> Exercise prompt
Repeat the records below exactly.

> Data provided

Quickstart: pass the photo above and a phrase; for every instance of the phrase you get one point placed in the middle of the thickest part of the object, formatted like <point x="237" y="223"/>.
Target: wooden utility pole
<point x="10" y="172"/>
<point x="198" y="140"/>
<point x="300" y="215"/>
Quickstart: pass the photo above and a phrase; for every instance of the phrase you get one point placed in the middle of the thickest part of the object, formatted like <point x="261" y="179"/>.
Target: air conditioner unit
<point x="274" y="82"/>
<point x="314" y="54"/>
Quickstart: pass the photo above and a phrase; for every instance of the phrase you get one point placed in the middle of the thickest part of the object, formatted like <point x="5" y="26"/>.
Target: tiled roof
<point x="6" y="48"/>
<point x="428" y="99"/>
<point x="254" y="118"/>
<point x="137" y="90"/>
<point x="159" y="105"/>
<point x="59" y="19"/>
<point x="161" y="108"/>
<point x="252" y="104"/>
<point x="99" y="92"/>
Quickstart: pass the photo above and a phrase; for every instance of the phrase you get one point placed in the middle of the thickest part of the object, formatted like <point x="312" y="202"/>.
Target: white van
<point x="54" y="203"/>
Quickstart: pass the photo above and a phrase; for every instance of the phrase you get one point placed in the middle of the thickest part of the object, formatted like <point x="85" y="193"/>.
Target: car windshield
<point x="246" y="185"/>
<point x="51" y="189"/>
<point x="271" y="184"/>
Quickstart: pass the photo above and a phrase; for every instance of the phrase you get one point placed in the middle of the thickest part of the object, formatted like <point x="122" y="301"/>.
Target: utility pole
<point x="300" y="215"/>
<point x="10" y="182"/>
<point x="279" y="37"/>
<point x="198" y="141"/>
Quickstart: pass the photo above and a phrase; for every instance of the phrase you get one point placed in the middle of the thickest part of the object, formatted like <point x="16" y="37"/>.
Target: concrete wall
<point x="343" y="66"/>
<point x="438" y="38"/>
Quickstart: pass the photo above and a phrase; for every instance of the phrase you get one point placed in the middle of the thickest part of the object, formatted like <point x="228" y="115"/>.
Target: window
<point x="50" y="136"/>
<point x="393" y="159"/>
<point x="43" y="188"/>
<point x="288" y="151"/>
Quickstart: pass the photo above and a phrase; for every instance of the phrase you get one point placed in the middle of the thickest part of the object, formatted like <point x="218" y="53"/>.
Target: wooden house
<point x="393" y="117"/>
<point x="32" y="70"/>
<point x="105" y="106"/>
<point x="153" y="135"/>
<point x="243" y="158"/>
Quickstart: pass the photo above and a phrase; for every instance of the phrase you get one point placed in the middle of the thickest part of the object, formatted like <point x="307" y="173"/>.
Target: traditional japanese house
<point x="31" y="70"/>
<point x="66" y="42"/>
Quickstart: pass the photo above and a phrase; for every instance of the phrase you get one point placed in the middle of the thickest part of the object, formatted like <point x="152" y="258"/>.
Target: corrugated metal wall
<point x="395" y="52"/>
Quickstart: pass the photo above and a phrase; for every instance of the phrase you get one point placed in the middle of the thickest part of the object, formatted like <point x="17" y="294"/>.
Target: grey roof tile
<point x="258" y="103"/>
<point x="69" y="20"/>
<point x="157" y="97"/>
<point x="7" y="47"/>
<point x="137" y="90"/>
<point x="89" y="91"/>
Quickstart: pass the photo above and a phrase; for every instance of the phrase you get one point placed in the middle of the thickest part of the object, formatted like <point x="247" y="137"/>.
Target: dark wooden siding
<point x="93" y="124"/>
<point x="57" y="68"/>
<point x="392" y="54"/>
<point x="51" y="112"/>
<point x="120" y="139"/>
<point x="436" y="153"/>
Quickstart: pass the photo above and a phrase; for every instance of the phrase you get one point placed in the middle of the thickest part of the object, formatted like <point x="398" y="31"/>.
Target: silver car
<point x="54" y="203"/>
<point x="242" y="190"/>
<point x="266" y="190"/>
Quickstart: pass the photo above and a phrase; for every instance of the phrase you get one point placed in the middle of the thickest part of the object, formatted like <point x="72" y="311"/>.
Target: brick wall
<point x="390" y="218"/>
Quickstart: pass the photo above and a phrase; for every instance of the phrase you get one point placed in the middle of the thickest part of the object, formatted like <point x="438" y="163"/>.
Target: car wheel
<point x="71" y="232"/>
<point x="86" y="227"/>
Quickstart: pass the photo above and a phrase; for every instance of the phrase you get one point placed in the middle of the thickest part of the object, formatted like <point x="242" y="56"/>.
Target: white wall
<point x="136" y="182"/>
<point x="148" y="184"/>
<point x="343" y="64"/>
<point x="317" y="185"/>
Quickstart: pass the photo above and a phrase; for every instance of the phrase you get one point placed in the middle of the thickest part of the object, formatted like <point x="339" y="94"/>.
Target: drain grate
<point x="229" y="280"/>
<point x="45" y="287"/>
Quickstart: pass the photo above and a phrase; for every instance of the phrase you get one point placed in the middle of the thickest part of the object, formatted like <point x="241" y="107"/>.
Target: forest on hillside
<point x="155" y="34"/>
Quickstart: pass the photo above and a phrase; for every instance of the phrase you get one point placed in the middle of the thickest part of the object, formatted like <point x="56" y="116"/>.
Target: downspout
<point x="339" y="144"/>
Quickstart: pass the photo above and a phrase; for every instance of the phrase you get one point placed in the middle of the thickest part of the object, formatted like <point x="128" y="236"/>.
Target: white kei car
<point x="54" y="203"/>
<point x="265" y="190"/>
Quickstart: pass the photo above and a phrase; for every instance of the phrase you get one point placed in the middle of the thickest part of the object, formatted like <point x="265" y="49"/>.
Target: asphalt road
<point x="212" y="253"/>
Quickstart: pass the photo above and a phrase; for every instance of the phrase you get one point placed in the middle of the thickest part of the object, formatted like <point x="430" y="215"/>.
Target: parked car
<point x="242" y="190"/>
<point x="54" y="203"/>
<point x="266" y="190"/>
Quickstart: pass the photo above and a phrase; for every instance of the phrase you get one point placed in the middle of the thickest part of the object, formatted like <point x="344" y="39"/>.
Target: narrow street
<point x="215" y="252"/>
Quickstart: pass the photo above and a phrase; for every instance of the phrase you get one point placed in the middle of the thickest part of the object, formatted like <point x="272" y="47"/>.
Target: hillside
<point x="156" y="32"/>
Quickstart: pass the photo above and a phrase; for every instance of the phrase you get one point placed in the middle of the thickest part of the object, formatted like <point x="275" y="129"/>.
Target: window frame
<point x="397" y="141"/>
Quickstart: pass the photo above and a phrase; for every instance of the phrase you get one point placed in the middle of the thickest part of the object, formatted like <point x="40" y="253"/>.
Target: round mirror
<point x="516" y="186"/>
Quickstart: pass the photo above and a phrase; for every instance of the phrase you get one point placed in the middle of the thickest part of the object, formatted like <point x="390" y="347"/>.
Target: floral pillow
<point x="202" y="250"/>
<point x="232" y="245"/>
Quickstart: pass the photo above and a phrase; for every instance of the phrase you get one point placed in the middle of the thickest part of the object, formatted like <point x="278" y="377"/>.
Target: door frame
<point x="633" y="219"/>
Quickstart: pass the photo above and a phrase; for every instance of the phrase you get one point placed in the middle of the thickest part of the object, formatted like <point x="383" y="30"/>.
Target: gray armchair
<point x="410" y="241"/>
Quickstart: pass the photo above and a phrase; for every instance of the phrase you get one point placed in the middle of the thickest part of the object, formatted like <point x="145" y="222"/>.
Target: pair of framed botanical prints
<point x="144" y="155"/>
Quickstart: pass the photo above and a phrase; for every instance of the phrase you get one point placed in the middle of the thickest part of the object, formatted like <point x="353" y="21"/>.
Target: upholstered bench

> Output
Quickstart: pass the photo above and a phrase; for every instance of the phrase you get one point placed in the middle of the thickest part of the object, formatted like <point x="237" y="223"/>.
Target: wooden utility pole
<point x="10" y="172"/>
<point x="198" y="140"/>
<point x="300" y="215"/>
Quickstart: pass the photo above and a phrase; for every instance of the phrase you get one point placed in the middle of the thickest part of the object, formatted like <point x="261" y="179"/>.
Target: air conditioner unit
<point x="274" y="82"/>
<point x="314" y="54"/>
Quickstart: pass the photo above and a phrase; for every instance of the phrase you get one point placed in the middle of the thickest part of the object, formatted like <point x="5" y="26"/>.
Target: tiled roof
<point x="6" y="48"/>
<point x="428" y="99"/>
<point x="254" y="118"/>
<point x="137" y="90"/>
<point x="159" y="105"/>
<point x="59" y="19"/>
<point x="161" y="108"/>
<point x="252" y="104"/>
<point x="99" y="92"/>
Quickstart: pass the photo above and a phrase; for every instance of the phrase you get one point placed in the middle of the thickest part of the object, formatted like <point x="312" y="202"/>.
Target: white van
<point x="54" y="203"/>
Quickstart: pass the photo above and a phrase; for every instance of the phrase you get one point placed in the middle of the thickest part of the object, formatted like <point x="85" y="193"/>.
Target: car windshield
<point x="246" y="185"/>
<point x="51" y="189"/>
<point x="271" y="184"/>
Quickstart: pass the photo above and a phrase; for every instance of the phrase you get one point placed in the middle of the thickest part of the object, formatted like <point x="122" y="301"/>.
Target: utility pole
<point x="300" y="215"/>
<point x="10" y="182"/>
<point x="279" y="37"/>
<point x="198" y="141"/>
Quickstart: pass the photo above and a phrase; for every instance of the phrase you get one point placed in the middle of the thickest part of the object, formatted like <point x="16" y="37"/>.
Target: concrete wall
<point x="343" y="66"/>
<point x="438" y="38"/>
Quickstart: pass the photo above and a phrase; for every instance of the phrase you get one point placed in the middle of the thickest part of the object, formatted like <point x="228" y="115"/>.
Target: window
<point x="50" y="136"/>
<point x="393" y="159"/>
<point x="43" y="188"/>
<point x="288" y="151"/>
Quickstart: pass the photo above and a phrase; for every instance of the phrase you get one point placed in the middle of the thickest part of the object, formatted like <point x="218" y="53"/>.
Target: wooden house
<point x="393" y="117"/>
<point x="32" y="70"/>
<point x="105" y="106"/>
<point x="153" y="135"/>
<point x="243" y="158"/>
Quickstart: pass the photo above and a phrase; for every instance of the phrase you get one point placed in the middle of the thickest part of the object, formatted like <point x="307" y="173"/>.
Target: traditional japanese house
<point x="31" y="70"/>
<point x="66" y="42"/>
Quickstart: pass the photo above and a phrase; for every instance of the phrase you get one point placed in the middle of the thickest part of the object, formatted like <point x="152" y="258"/>.
Target: corrugated metal wall
<point x="395" y="52"/>
Quickstart: pass the photo above and a phrase; for every instance of the phrase you get one point placed in the middle of the thickest part of the object, formatted like <point x="17" y="294"/>.
Target: grey roof tile
<point x="258" y="103"/>
<point x="69" y="20"/>
<point x="157" y="97"/>
<point x="7" y="47"/>
<point x="137" y="90"/>
<point x="89" y="91"/>
Quickstart: pass the photo above and a phrase; for every instance of the phrase you get one point placed in the middle of the thickest part of the object, formatted like <point x="247" y="137"/>.
Target: dark wooden siding
<point x="93" y="124"/>
<point x="57" y="68"/>
<point x="392" y="54"/>
<point x="51" y="112"/>
<point x="120" y="139"/>
<point x="436" y="153"/>
Quickstart: pass the photo above and a phrase; for every instance of the phrase you get one point placed in the middle of the thickest part of the object, formatted like <point x="398" y="31"/>.
Target: silver car
<point x="54" y="203"/>
<point x="242" y="190"/>
<point x="266" y="190"/>
Quickstart: pass the photo above and a phrase; for every instance of the phrase you get one point placed in the middle of the thickest part of the object, formatted like <point x="72" y="311"/>.
Target: brick wall
<point x="390" y="218"/>
Quickstart: pass the photo above and a phrase; for every instance of the phrase you get one point placed in the middle of the thickest part of the object, formatted like <point x="438" y="163"/>.
Target: car wheel
<point x="71" y="232"/>
<point x="86" y="227"/>
Quickstart: pass the photo above and a phrase; for every instance of the phrase you get one point placed in the middle of the thickest part of the object, formatted like <point x="242" y="56"/>.
Target: white wall
<point x="136" y="182"/>
<point x="148" y="184"/>
<point x="343" y="64"/>
<point x="317" y="185"/>
Quickstart: pass the photo above and a phrase; for every instance of the phrase you get one point placed in the middle of the thickest part of the object, formatted like <point x="339" y="94"/>.
Target: drain grate
<point x="229" y="280"/>
<point x="45" y="287"/>
Quickstart: pass the photo above and a phrase; for every instance of the phrase you get one point placed in the middle of the thickest part of the object, formatted like <point x="241" y="107"/>.
Target: forest on hillside
<point x="155" y="34"/>
Quickstart: pass the photo above and a phrase; for every instance of the phrase you get one point placed in the middle of the thickest part of the object, formatted like <point x="56" y="116"/>.
Target: downspout
<point x="339" y="144"/>
Quickstart: pass the photo above and a phrase; for every instance of the phrase you get one point placed in the middle of the thickest part of the object, formatted like <point x="128" y="236"/>.
Target: white kei car
<point x="54" y="203"/>
<point x="265" y="190"/>
Quickstart: pass the photo above and a phrase; for every instance of the phrase you get one point placed in the middle of the thickest part of the object, formatted like <point x="265" y="49"/>.
Target: asphalt road
<point x="212" y="253"/>
Quickstart: pass the photo above and a phrase; for every instance of the phrase you get one point placed in the middle of the thickest part of the object, formatted like <point x="430" y="215"/>.
Target: parked car
<point x="242" y="190"/>
<point x="54" y="203"/>
<point x="266" y="190"/>
Quickstart: pass the photo above and a phrase; for every instance of the phrase you get one point placed in the middle of the thickest part of the object, formatted like <point x="344" y="39"/>.
Target: narrow street
<point x="215" y="252"/>
Quickstart: pass the photo above and a phrase; for every instance of the phrase you get one point placed in the middle of the thickest part of the object, formatted like <point x="272" y="47"/>.
Target: hillside
<point x="156" y="32"/>
Quickstart: pass the photo above and a phrase; for every instance of the phrase you get one point placed in the middle of the thickest part of the object, formatted like <point x="275" y="129"/>.
Target: window frame
<point x="397" y="141"/>
Quickstart: pass the photo above and a phrase; for every instance of the phrase you get one point placed in the middle of the thickest part of the object, formatted like <point x="40" y="253"/>.
Target: round mirror
<point x="516" y="186"/>
Quickstart: pass the photo above and a phrase; for every instance of the phrase you get one point placed in the middle of the thickest part of the object, formatted like <point x="390" y="347"/>.
Target: floral pillow
<point x="202" y="250"/>
<point x="232" y="245"/>
Quickstart: pass the photo above and a phrase; for every instance of the phrase you get one point placed in the middle of the thickest part of the object, formatted like <point x="278" y="377"/>.
Target: door frame
<point x="633" y="219"/>
Quickstart: pass the photo above and a phrase; for every instance of the phrase you get one point placed in the middle of the thickest part of the object, formatted like <point x="383" y="30"/>.
Target: gray armchair
<point x="410" y="241"/>
Quickstart: pass the photo above and a phrase; for every instance of the phrase you get one point placed in the middle of the thickest part of the object, formatted like <point x="145" y="222"/>.
Target: pair of framed botanical prints
<point x="144" y="155"/>
Quickstart: pass the photo above and a phrase; for every instance of the phrase you get one point placed in the middle of the thickest part of the object, formatted like <point x="353" y="21"/>.
Target: upholstered bench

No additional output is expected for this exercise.